[V8] WOT - the return! Other minor problems 4.2 V8Q
Tony and Lillie
tonyandlillie1 at earthlink.net
Mon Nov 15 09:44:41 EST 2004
> throttle, but yesterday came out nowhere. So, what's
> the deal? Again, now the car seems to have no
> problem. Is it likely that the cruise control rod is
> sticking somewhere? The cruise doesn't function as of
> now.
>
That's the first thing I'd check, as it is one of the few things that could
cause it io stick intermittently like that.
> Next set of problems - Radio is in safe mode - only
> way is to go to the dealer to get the code? I don't
> seem to have it.
Yes, as Mike said, call the dealer with the serial # off the radio. Best way
is to bring it in to the dealer. I have one right in front of me, and
couldn't tell you which number is the serial. It is removed with a U shaped
tool available at Autozone. The codes are set holding in the Ari-z and AM
buttons for about a second or two, then 1000 appears. Use one through four
for setting each # place. Then hold in the Ari-z and AM buttons again.

What you need to do —
A - In the car troubleshooting post, why does the reply say the cruise control rod is the first thing to check?
B - Copy the stretch of the car troubleshooting post from "[V8] WOT - the" through "intermittently like that.".

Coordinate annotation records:

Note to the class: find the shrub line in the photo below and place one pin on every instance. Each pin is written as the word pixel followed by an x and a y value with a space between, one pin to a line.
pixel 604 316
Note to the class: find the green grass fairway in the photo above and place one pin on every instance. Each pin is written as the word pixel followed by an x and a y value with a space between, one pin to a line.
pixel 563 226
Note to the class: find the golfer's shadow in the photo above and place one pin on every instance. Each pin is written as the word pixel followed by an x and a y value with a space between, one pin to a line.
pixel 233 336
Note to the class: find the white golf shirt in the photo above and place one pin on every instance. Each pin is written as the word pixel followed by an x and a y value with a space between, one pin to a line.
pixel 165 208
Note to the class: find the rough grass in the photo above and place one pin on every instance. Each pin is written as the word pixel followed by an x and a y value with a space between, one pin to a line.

Answers —
A - It is one of the few things that could make the throttle stick now and then, as described.

B -
[V8] WOT - the return! Other minor problems 4.2 V8Q
Tony and Lillie
tonyandlillie1 at earthlink.net
Mon Nov 15 09:44:41 EST 2004
> throttle, but yesterday came out nowhere. So, what's
> the deal? Again, now the car seems to have no
> problem. Is it likely that the cruise control rod is
> sticking somewhere? The cruise doesn't function as of
> now.
>
That's the first thing I'd check, as it is one of the few things that could
cause it io stick intermittently like that.